> **PROBLEM**:
Please copy exactly the lines that begin with the one containing "Objective: for every instance of the stone" and end with the last line of the entries.

--- Begin SUPPLIED MATERIAL ---

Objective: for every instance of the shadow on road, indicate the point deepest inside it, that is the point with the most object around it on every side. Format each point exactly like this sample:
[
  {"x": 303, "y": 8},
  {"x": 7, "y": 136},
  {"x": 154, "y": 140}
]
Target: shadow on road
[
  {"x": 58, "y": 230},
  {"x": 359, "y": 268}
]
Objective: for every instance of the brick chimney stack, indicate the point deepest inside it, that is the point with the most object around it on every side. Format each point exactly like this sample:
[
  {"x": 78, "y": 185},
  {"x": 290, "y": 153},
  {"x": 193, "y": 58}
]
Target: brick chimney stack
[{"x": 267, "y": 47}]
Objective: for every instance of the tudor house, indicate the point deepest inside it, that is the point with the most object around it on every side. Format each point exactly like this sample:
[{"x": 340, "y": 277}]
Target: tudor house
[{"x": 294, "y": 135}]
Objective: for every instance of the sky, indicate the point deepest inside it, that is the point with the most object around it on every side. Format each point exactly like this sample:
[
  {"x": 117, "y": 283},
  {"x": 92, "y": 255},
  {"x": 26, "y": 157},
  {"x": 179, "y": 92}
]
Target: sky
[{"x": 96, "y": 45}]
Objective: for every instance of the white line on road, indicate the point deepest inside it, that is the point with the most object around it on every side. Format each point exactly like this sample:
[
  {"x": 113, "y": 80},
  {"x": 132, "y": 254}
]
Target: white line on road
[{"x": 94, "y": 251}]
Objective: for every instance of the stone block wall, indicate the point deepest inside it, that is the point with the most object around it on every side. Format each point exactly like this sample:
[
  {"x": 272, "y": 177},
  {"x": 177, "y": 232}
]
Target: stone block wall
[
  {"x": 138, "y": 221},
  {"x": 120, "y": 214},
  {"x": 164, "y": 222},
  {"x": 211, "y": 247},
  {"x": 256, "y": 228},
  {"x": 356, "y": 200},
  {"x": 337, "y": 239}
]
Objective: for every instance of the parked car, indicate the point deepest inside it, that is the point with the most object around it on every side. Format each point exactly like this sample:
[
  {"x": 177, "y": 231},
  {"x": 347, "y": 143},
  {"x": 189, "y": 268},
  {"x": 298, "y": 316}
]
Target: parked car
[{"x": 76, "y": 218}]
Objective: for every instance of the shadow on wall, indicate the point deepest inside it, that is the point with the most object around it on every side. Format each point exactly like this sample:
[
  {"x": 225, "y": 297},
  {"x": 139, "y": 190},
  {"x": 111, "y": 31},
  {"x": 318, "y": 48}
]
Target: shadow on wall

--- End SUPPLIED MATERIAL ---

> **THE OUTPUT**:
Objective: for every instance of the stone block wall, indicate the point deepest inside it, that is the point with the most object around it on every side. Format each point exactly like this sample:
[
  {"x": 272, "y": 177},
  {"x": 177, "y": 232}
]
Target: stone block wall
[
  {"x": 138, "y": 221},
  {"x": 120, "y": 214},
  {"x": 164, "y": 222},
  {"x": 211, "y": 247},
  {"x": 256, "y": 228},
  {"x": 356, "y": 200},
  {"x": 337, "y": 239}
]
Objective: for every instance of the parked car, indicate the point deepest inside it, that is the point with the most object around it on every side. Format each point exactly like this sample:
[
  {"x": 177, "y": 231},
  {"x": 347, "y": 143},
  {"x": 189, "y": 268},
  {"x": 298, "y": 316}
]
Target: parked car
[{"x": 76, "y": 218}]
Objective: for every instance of the shadow on wall, indicate the point deepest inside it, that is the point with the most object around it on every side. Format each point exactly like this sample:
[
  {"x": 225, "y": 297},
  {"x": 139, "y": 190},
  {"x": 111, "y": 31},
  {"x": 318, "y": 48}
]
Target: shadow on wall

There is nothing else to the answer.